Job ->
Locate the line that contains "tree in the photo above". Print it and each following line through the end of the listing, verbatim, and nothing more.

Provided information ->

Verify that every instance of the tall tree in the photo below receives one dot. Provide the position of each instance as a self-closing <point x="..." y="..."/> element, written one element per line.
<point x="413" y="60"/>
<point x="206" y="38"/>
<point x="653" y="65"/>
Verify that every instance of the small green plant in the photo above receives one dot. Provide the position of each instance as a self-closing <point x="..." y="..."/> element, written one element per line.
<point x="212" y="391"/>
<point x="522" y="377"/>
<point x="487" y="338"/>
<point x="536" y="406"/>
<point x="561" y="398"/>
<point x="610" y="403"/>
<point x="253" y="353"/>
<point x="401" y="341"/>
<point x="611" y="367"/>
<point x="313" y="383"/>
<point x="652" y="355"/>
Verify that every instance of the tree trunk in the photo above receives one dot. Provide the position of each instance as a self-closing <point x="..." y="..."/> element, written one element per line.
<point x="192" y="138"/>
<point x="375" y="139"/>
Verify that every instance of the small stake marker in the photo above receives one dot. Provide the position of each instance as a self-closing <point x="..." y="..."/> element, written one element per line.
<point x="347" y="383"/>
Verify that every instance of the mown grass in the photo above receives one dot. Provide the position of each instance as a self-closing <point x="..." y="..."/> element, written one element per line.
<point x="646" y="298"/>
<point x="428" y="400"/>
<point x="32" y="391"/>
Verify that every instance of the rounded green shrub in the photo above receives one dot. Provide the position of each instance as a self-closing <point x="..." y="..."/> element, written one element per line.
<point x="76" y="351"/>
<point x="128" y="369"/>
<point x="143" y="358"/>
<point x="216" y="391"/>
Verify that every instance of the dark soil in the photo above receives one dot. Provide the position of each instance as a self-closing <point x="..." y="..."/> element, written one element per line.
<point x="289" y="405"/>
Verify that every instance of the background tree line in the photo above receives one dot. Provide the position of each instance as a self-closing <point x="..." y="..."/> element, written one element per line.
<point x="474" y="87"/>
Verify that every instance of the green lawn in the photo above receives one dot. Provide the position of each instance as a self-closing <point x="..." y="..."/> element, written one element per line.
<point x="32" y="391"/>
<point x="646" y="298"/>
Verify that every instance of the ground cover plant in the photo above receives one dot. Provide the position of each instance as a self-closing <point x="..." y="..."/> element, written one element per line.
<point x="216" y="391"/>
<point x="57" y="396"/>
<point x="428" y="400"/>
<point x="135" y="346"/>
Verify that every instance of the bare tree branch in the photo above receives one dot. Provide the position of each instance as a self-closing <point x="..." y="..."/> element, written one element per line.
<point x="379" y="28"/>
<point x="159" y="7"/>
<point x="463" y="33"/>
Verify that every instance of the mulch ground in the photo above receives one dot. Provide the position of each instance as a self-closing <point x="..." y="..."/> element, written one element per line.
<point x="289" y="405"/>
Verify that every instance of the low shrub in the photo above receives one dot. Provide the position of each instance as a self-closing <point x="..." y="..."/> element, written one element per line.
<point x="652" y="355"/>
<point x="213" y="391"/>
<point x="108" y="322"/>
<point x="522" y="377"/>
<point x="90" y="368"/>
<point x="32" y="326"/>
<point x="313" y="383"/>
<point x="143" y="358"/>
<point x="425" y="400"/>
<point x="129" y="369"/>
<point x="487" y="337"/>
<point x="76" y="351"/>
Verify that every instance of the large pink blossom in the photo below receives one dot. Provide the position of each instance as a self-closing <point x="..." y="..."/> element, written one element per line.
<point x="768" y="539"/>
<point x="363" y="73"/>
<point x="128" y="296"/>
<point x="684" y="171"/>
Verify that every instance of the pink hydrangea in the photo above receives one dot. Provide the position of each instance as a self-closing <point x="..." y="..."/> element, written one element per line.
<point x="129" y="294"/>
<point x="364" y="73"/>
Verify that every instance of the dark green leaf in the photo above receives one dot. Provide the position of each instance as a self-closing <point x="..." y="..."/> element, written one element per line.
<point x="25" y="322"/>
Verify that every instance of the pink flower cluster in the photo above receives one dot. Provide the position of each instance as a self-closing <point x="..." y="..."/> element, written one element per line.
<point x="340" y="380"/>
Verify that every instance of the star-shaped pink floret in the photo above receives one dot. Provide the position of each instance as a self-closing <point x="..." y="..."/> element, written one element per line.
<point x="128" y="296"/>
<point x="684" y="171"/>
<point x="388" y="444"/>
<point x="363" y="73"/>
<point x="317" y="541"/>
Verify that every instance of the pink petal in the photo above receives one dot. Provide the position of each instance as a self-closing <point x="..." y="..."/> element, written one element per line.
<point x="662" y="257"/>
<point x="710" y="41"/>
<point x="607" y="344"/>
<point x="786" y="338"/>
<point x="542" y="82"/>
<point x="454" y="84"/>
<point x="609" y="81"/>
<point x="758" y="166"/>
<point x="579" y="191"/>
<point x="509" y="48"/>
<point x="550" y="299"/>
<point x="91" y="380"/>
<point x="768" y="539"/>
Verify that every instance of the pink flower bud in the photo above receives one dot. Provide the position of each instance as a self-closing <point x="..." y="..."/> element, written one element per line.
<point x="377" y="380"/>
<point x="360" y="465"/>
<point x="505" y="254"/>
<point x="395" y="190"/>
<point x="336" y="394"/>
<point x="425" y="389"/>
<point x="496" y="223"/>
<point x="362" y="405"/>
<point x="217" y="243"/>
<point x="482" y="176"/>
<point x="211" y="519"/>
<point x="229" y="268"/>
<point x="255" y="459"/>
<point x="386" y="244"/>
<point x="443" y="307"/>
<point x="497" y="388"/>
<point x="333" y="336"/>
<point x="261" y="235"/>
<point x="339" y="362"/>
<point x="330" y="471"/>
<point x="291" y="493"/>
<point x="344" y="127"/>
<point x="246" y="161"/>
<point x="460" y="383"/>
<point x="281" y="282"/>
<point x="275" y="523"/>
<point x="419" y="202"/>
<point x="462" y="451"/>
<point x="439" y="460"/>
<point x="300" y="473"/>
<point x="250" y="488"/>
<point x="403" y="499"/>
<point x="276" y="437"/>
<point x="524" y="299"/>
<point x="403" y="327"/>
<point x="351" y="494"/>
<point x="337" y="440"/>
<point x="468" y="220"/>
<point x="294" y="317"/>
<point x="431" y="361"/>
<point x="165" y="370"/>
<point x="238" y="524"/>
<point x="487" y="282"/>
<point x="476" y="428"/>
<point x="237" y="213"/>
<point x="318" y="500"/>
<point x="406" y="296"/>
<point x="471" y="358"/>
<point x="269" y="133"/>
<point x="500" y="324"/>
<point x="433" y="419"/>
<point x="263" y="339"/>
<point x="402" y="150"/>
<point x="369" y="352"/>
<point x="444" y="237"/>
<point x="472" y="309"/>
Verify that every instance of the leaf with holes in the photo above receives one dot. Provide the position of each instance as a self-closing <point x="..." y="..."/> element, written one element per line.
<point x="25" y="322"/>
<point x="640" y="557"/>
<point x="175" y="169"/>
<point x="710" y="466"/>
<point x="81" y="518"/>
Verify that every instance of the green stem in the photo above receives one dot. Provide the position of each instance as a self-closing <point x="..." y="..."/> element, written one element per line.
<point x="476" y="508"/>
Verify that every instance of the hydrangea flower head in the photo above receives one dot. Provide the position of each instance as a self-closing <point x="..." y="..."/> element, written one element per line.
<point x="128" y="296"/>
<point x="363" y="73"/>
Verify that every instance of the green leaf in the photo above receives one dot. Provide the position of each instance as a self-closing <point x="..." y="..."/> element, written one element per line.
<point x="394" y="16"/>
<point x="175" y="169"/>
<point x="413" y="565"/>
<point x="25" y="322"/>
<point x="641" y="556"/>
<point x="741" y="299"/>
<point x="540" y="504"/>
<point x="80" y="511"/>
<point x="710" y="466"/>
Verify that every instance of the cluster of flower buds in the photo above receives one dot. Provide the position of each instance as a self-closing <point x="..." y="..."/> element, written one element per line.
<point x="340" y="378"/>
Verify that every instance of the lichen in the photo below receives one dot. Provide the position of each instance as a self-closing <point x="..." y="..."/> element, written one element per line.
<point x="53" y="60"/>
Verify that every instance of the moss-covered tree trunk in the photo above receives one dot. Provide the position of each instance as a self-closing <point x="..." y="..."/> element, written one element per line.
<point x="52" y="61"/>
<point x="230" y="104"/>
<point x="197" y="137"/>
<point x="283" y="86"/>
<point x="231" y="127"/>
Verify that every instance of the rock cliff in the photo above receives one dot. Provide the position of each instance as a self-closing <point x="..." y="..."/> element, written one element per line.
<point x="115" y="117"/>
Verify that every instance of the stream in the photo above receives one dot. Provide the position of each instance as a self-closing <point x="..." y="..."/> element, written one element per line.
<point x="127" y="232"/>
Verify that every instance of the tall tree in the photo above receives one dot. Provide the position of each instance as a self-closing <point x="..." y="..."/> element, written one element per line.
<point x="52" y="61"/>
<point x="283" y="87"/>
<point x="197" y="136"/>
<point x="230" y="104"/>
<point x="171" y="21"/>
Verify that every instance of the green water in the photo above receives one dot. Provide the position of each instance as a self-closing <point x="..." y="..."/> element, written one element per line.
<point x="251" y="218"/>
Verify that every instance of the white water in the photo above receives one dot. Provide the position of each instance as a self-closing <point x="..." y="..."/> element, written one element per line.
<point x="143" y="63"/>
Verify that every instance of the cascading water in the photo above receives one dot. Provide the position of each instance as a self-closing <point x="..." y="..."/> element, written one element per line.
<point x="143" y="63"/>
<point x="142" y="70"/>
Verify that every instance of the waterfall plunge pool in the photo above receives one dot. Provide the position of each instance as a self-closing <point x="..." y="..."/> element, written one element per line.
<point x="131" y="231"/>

Response to the exercise ->
Verify that every instance of the tall tree in the photo above receives one dot. Provide the position of each instance as a self-closing <point x="..." y="..."/> element, written one element per line.
<point x="52" y="61"/>
<point x="283" y="87"/>
<point x="197" y="136"/>
<point x="230" y="104"/>
<point x="171" y="21"/>
Verify that every instance of the green water in the photo above receives one dot. Provide the position of each instance as a self-closing <point x="..." y="..."/> element, written one element per line.
<point x="251" y="218"/>
Verify that every instance of the white water in the photo above receives one dot. Provide the position of each instance as a self-closing <point x="..." y="..."/> element, written one element per line.
<point x="143" y="63"/>
Verify that every instance of the cascading water in the photo above receives one dot. Provide the position of each instance as a self-closing <point x="..." y="..."/> element, written one element per line.
<point x="143" y="63"/>
<point x="142" y="70"/>
Verify that every instance of the waterfall plunge pool in the photo above receives one dot. Provide the position of each instance as a self-closing <point x="..." y="..."/> element, written one element per line.
<point x="131" y="231"/>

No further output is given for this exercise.